* What you should do: Can you put the lines of this data into a numbered list, leaving out any blank lines?

(Pointing and labeling data)

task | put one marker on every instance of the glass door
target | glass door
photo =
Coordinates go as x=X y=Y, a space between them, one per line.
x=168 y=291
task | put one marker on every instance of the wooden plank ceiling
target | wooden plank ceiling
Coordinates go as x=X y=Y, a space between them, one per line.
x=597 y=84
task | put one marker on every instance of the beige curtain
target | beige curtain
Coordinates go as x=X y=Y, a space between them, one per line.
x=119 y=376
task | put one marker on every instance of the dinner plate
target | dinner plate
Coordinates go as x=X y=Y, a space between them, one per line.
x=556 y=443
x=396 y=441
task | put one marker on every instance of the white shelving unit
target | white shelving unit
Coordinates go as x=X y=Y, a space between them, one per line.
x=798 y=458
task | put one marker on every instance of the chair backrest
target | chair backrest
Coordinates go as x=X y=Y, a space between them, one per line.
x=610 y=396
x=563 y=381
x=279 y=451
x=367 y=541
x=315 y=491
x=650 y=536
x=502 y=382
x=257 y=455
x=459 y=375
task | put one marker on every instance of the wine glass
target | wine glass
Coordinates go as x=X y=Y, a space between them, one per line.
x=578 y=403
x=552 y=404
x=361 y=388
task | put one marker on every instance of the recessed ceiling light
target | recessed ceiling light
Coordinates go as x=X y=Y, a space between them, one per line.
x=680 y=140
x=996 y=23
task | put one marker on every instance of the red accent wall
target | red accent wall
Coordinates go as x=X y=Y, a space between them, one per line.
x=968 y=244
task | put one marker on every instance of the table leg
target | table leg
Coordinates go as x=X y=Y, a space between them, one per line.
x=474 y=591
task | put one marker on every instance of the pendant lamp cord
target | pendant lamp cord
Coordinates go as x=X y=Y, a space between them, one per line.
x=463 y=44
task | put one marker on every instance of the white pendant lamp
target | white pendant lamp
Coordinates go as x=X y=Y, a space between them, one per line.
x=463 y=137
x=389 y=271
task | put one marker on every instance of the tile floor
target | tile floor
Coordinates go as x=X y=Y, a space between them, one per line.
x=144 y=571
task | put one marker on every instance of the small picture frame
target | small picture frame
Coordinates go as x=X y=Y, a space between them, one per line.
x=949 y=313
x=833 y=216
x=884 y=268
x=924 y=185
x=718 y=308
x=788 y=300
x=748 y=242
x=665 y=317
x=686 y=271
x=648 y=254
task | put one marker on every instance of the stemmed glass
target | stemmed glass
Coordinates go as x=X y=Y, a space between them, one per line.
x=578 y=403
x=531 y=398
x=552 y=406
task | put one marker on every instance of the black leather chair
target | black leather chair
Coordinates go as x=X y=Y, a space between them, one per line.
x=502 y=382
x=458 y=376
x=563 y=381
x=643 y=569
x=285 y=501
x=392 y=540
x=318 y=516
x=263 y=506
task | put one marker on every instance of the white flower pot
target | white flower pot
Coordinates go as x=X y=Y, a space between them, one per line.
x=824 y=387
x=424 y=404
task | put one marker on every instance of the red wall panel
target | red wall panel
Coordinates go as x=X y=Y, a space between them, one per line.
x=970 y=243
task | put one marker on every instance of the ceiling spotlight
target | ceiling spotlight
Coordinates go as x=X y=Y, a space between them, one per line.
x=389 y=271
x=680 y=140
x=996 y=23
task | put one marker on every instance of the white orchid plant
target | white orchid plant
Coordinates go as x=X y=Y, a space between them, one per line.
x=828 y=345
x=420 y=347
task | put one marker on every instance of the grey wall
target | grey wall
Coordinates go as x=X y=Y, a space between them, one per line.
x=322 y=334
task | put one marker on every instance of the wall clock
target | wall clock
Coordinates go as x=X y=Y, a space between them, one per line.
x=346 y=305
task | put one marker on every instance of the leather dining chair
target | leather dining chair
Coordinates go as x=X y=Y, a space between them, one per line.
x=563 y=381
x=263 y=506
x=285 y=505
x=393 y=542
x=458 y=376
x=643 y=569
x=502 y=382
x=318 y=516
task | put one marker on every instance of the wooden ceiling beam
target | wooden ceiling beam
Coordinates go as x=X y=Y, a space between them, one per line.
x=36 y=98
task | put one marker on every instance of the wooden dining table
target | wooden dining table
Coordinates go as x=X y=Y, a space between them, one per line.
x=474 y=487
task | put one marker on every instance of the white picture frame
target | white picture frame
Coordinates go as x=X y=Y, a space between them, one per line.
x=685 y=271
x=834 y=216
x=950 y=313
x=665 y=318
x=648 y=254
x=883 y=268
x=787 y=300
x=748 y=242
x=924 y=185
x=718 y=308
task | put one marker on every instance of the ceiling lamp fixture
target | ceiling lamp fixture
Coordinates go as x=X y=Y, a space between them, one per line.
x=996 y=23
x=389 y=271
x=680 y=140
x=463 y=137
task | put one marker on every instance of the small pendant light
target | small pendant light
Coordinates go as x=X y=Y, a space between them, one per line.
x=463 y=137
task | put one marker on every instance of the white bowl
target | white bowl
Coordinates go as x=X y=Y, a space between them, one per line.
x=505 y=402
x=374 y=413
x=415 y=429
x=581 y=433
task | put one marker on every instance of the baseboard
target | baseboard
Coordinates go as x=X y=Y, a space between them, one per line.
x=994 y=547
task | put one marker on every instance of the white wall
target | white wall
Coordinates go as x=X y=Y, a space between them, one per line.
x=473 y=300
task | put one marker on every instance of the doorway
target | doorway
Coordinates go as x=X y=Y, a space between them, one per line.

* Answer to this exercise:
1. task | put one marker on every instance of the glass door
2. target | glass door
3. photo =
4. Coordinates go as x=X y=Y, a space between them, one per line.
5. x=168 y=291
6. task | put one marker on every instance of the wooden plank ceiling
7. target | wooden plank ceiling
8. Coordinates go as x=X y=Y, a space between them, one per line.
9. x=597 y=84
10. task | put one marker on every instance of the beige curtain
11. target | beige curtain
12. Coordinates go as x=X y=Y, a space between them, one per line.
13. x=119 y=376
14. task | put one marker on every instance of the dinner plate
15. target | dinner plate
16. Coordinates go as x=X y=Y, a space between them, one per line.
17. x=556 y=443
18. x=396 y=441
19. task | put one marker on every instance of the white shelving unit
20. target | white shelving unit
21. Coordinates go as x=X y=Y, a space between them, one per line.
22. x=798 y=458
23. task | put one marker on every instance of the chair backrest
24. target | chair backrest
25. Coordinates go as x=X y=Y, a space between them, one per line.
26. x=610 y=396
27. x=563 y=381
28. x=279 y=451
29. x=367 y=541
30. x=315 y=491
31. x=650 y=536
32. x=502 y=382
33. x=257 y=455
34. x=459 y=375
35. task | put one marker on every instance of the wine glass
36. target | wine glass
37. Coordinates go as x=X y=Y, a space between them, one per line.
38. x=578 y=403
39. x=552 y=404
40. x=361 y=388
41. task | put one marker on every instance of the recessed ceiling light
42. target | recessed ceiling light
43. Coordinates go as x=X y=Y, a space between them, one per line.
44. x=680 y=140
45. x=996 y=23
46. task | put one marker on every instance of the red accent wall
47. target | red accent wall
48. Coordinates go as x=X y=Y, a space between them, one per line.
49. x=968 y=244
50. task | put one marker on every instance of the table leg
51. target | table leg
52. Coordinates go as x=X y=Y, a space between them, one per line.
53. x=474 y=591
54. task | put one marker on every instance of the pendant lamp cord
55. target | pendant lamp cord
56. Coordinates go as x=X y=Y, a space between them, one per line.
57. x=463 y=44
58. task | put one marker on every instance of the white pendant lamp
59. target | white pendant lamp
60. Coordinates go as x=X y=Y, a space between them, one per line.
61. x=463 y=137
62. x=389 y=271
63. task | put one marker on every instance of the tile floor
64. target | tile floor
65. Coordinates go as x=X y=Y, a space between them, one per line.
66. x=144 y=571
67. task | put one marker on every instance of the small picture frame
68. target | small picture frame
69. Coordinates go as x=X y=Y, a space between them, one per line.
70. x=949 y=313
71. x=833 y=216
72. x=884 y=268
73. x=924 y=185
74. x=718 y=308
75. x=788 y=300
76. x=748 y=242
77. x=665 y=317
78. x=686 y=271
79. x=648 y=254
80. task | put one marker on every instance of the stemmed glass
81. target | stemmed glass
82. Coordinates go as x=X y=Y, a space between them, one per line.
83. x=578 y=403
84. x=531 y=398
85. x=552 y=406
86. task | put one marker on every instance of the black leather chair
87. target | black leather chair
88. Coordinates go as x=X y=Y, a space between them, one per line.
89. x=502 y=382
90. x=458 y=376
91. x=563 y=381
92. x=643 y=569
93. x=285 y=501
94. x=392 y=540
95. x=318 y=516
96. x=263 y=506
97. task | put one marker on every instance of the white flower pot
98. target | white flower pot
99. Coordinates go as x=X y=Y, a space between them, one per line.
100. x=824 y=387
101. x=424 y=404
102. task | put one marker on every instance of the red wall panel
103. target | red wall panel
104. Coordinates go as x=X y=Y, a space between them, one per line.
105. x=970 y=243
106. task | put one marker on every instance of the ceiling spotlight
107. target | ceiling spotlight
108. Coordinates go as x=X y=Y, a space between them, one per line.
109. x=389 y=271
110. x=680 y=140
111. x=996 y=23
112. task | put one marker on every instance of the white orchid plant
113. target | white orchid plant
114. Coordinates go as x=X y=Y, a space between them, one per line.
115. x=828 y=345
116. x=420 y=347
117. task | put one marker on every instance of the grey wall
118. target | grey wall
119. Coordinates go as x=X y=Y, a space between them, one per line.
120. x=322 y=334
121. task | put one marker on every instance of the wall clock
122. target | wall clock
123. Coordinates go as x=X y=Y, a space between them, one per line.
124. x=346 y=305
125. task | put one marker on every instance of the leather dining chair
126. target | leather dining chair
127. Coordinates go as x=X y=Y, a space between them, one per line.
128. x=563 y=381
129. x=263 y=506
130. x=285 y=505
131. x=393 y=542
132. x=458 y=376
133. x=643 y=569
134. x=502 y=382
135. x=318 y=516
136. task | put one marker on every instance of the wooden ceiling beam
137. target | wooden ceiling beam
138. Coordinates go as x=X y=Y, a space between them, one per line.
139. x=36 y=98
140. task | put one marker on every instance of the wooden dining table
141. target | wooden dining table
142. Coordinates go as x=X y=Y, a space between them, one per line.
143. x=474 y=487
144. task | put one marker on every instance of the white picture frame
145. target | white picture frame
146. Coordinates go as x=X y=Y, a space between them, one per line.
147. x=685 y=271
148. x=834 y=216
149. x=950 y=313
150. x=665 y=318
151. x=648 y=254
152. x=883 y=268
153. x=787 y=300
154. x=748 y=242
155. x=924 y=185
156. x=718 y=308
157. task | put one marker on every instance of the ceiling lamp fixture
158. target | ceiling lamp fixture
159. Coordinates go as x=X y=Y, a space between them, one per line.
160. x=996 y=23
161. x=389 y=271
162. x=680 y=140
163. x=463 y=137
164. task | put one marker on every instance of the small pendant light
165. target | small pendant light
166. Coordinates go as x=X y=Y, a space between them, one per line.
167. x=463 y=137
168. task | put one marker on every instance of the white bowl
169. target | white bowl
170. Coordinates go as x=X y=Y, a space between them, one per line.
171. x=505 y=402
172. x=374 y=413
173. x=415 y=429
174. x=581 y=433
175. task | put one marker on every instance of the baseboard
176. target | baseboard
177. Coordinates go as x=X y=Y, a space between them, one per line.
178. x=994 y=547
179. task | put one marker on every instance of the white wall
180. target | white wall
181. Coordinates go as x=X y=Y, a space between them, one per line.
182. x=473 y=300
183. task | put one marker on every instance of the doorway
184. target | doorway
185. Coordinates go as x=X y=Y, a space between them, one per line.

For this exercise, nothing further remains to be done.